** Task **
Rewrite the records below with "pointer" changed to "cursor" wherever it occurs, leaving every other line and character unchanged.

** Exercise input **
▼
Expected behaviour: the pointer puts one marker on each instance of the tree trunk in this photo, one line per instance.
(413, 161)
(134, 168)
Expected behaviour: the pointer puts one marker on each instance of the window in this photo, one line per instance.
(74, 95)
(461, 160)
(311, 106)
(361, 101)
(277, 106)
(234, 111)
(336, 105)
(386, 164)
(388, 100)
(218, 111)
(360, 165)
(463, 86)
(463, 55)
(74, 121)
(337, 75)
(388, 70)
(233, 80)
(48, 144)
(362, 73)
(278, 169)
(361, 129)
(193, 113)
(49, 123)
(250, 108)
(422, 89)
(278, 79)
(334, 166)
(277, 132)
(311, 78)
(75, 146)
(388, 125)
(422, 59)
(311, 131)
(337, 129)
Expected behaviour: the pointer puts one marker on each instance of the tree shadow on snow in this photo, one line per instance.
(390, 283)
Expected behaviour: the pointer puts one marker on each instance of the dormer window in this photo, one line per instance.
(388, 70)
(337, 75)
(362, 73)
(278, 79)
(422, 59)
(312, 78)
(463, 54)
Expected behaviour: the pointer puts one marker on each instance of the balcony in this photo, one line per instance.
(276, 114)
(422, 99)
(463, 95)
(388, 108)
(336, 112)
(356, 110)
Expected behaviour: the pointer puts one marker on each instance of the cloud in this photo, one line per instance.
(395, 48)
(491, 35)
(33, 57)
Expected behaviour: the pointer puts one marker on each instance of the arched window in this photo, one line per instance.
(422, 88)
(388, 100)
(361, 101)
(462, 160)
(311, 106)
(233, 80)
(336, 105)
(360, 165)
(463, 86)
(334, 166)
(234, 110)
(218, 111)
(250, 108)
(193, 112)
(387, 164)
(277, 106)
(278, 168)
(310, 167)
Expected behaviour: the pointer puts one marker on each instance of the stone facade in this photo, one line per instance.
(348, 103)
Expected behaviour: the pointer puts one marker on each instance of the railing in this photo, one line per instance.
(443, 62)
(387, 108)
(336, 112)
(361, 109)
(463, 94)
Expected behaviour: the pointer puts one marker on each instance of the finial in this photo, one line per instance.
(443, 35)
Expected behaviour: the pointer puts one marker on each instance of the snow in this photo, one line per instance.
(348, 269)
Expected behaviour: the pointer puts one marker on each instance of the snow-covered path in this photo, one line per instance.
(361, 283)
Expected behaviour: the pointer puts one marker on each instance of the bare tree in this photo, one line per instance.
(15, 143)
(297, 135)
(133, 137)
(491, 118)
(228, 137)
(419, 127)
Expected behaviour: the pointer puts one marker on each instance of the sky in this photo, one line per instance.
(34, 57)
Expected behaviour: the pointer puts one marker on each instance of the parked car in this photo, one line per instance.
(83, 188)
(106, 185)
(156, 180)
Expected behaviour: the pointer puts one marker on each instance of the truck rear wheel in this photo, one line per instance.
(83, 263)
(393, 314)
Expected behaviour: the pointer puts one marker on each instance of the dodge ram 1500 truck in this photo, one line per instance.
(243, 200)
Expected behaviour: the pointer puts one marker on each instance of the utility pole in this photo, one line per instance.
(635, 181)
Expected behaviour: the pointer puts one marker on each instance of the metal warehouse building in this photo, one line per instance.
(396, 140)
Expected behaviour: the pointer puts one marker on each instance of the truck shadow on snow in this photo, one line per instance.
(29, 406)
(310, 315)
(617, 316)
▲
** Result of this exercise **
Expected behaviour: the cursor puts one marker on each instance of the tree trunk in this photo, one line per instance.
(413, 161)
(134, 168)
Expected behaviour: the cursor puts one marker on each instance of the window in this photo, one line per instance.
(74, 95)
(461, 160)
(311, 106)
(361, 101)
(277, 106)
(234, 111)
(336, 105)
(386, 164)
(388, 100)
(218, 111)
(360, 165)
(463, 86)
(463, 55)
(74, 121)
(337, 75)
(388, 70)
(233, 80)
(48, 144)
(362, 73)
(278, 169)
(361, 129)
(193, 113)
(49, 123)
(250, 108)
(422, 89)
(278, 79)
(334, 166)
(277, 132)
(311, 78)
(75, 146)
(388, 125)
(422, 59)
(311, 131)
(337, 129)
Expected behaviour: the cursor puts one marker on each instance of the tree shadow on snow in this photo, one line per instance.
(390, 283)
Expected behaviour: the cursor puts one marker on each instance of the dormer window in this photo, one line per instance.
(388, 70)
(337, 75)
(362, 73)
(278, 79)
(422, 59)
(312, 78)
(463, 54)
Expected behaviour: the cursor puts one marker on each instance of the balcony in this photo, one line per instance.
(276, 114)
(422, 99)
(463, 95)
(388, 108)
(336, 112)
(356, 110)
Expected behaviour: the cursor puts one marker on each instance of the cloud in this photo, one line per instance.
(395, 48)
(491, 35)
(33, 57)
Expected behaviour: the cursor puts one marker on each instance of the arched window in this photo, one line per instance.
(422, 88)
(388, 100)
(361, 101)
(462, 160)
(311, 106)
(233, 80)
(336, 105)
(360, 165)
(463, 86)
(334, 166)
(234, 110)
(218, 111)
(250, 108)
(193, 112)
(387, 164)
(277, 106)
(278, 168)
(310, 167)
Expected behaviour: the cursor puts one marker on each instance of the stone facade in this photo, one line per instance.
(348, 103)
Expected behaviour: the cursor puts one marker on each instance of the railing in this photo, one line per instance.
(443, 62)
(387, 108)
(336, 112)
(361, 109)
(463, 94)
Expected behaviour: the cursor puts one marker on each instance of the finial in this photo, one line per instance.
(443, 35)
Expected behaviour: the cursor puts one marker on each instance of the snow in this photo, one line per instance.
(348, 269)
Expected behaviour: the cursor puts one marker on each instance of the snow-covered path in this photo, one line per instance.
(361, 283)
Expected behaviour: the cursor puts one marker on each instance of the bare tree in this photo, one line per instance.
(15, 143)
(297, 135)
(133, 137)
(491, 118)
(228, 137)
(419, 127)
Expected behaviour: the cursor puts one marker on each instance of the sky in this photo, one line per instance.
(34, 57)
Expected behaviour: the cursor puts one marker on each instance of the parked car in this photo, one line per instance.
(83, 188)
(106, 185)
(156, 180)
Expected behaviour: the cursor puts one marker on each instance of the truck rear wheel in this photo, one line per instance.
(83, 263)
(393, 314)
Expected behaviour: the cursor puts one marker on each instance of the dodge ram 1500 truck in this photo, one line per instance.
(243, 200)
Expected behaviour: the cursor puts one marker on each instance of the utility pole in this photo, one line per instance.
(635, 181)
Expected behaviour: the cursor puts one marker on each instance of the metal warehouse building in this photo, one line per instance.
(396, 140)
Expected behaviour: the cursor puts one marker on each instance of the truck shadow on snow in this photo, one line per instance.
(29, 406)
(310, 315)
(617, 316)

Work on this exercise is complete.